*Exercise*: Reproduce word for word the lines of the items below, starting with the first line and continuing through the line that contains "MULTIPOLYGON (((169 70, 174".

(Items listed in a dataset)
————————

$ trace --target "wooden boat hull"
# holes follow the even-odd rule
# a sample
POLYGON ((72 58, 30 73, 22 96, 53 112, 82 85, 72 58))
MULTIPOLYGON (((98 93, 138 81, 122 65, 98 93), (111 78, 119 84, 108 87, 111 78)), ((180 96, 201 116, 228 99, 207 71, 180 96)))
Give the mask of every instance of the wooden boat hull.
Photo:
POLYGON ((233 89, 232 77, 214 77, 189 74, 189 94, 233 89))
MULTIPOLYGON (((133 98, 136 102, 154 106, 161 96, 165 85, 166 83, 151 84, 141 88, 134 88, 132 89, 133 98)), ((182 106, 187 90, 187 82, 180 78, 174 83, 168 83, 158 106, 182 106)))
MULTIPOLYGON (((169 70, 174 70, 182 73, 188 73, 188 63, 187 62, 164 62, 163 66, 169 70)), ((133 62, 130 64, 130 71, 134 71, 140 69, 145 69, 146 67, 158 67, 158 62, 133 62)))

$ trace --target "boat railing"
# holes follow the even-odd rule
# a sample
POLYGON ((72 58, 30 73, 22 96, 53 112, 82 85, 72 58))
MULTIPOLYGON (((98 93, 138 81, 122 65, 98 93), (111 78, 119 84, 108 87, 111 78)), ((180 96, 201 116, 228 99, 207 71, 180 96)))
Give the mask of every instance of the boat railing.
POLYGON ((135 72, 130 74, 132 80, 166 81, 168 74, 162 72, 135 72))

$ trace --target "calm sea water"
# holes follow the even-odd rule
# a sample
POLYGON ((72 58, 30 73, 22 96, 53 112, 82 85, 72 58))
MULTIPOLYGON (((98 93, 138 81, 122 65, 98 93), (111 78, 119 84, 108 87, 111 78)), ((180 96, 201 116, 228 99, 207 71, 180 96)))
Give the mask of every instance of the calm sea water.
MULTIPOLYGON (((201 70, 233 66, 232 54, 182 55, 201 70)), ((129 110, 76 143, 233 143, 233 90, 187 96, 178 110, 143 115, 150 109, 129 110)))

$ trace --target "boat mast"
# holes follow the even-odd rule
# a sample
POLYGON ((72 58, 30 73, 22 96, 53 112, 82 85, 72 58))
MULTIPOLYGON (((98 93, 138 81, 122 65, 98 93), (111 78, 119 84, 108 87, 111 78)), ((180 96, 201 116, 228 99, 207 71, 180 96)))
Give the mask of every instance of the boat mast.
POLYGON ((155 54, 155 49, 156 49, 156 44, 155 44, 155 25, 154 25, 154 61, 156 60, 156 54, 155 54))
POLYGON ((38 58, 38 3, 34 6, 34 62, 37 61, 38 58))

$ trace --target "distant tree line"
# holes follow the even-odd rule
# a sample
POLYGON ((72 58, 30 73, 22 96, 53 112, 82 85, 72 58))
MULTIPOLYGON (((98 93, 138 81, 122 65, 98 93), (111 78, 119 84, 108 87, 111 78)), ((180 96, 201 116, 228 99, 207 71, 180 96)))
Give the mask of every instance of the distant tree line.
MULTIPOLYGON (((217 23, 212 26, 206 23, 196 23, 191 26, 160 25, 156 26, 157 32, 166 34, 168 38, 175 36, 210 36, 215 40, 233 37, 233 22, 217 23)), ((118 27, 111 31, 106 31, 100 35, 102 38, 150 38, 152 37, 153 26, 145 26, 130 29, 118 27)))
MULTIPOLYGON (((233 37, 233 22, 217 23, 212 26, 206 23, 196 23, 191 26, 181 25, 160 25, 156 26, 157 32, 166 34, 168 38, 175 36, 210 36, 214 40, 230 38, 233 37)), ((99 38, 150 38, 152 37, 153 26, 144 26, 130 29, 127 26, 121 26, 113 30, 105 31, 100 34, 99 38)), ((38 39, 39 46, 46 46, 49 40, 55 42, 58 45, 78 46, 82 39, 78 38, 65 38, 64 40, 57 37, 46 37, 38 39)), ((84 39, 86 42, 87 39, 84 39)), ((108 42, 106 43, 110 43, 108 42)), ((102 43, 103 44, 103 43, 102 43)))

————————

*Result of this task*:
$ trace --target "wooden boat hull"
# holes follow the even-odd rule
# a sample
POLYGON ((72 58, 30 73, 22 96, 53 112, 82 85, 72 58))
MULTIPOLYGON (((98 93, 138 81, 122 65, 98 93), (111 78, 119 84, 108 87, 111 78)), ((180 96, 201 116, 228 99, 207 71, 180 96)))
Give the mask of every instance of the wooden boat hull.
Photo:
POLYGON ((233 89, 232 77, 214 77, 189 74, 189 94, 233 89))
MULTIPOLYGON (((133 98, 136 102, 154 106, 161 96, 165 85, 166 83, 151 84, 141 88, 134 88, 132 89, 133 98)), ((182 106, 187 90, 187 82, 180 78, 174 83, 168 83, 158 106, 182 106)))
MULTIPOLYGON (((169 70, 174 70, 182 73, 188 73, 188 63, 187 62, 164 62, 163 66, 169 70)), ((133 62, 130 64, 130 71, 134 71, 140 69, 145 69, 146 67, 158 67, 158 62, 133 62)))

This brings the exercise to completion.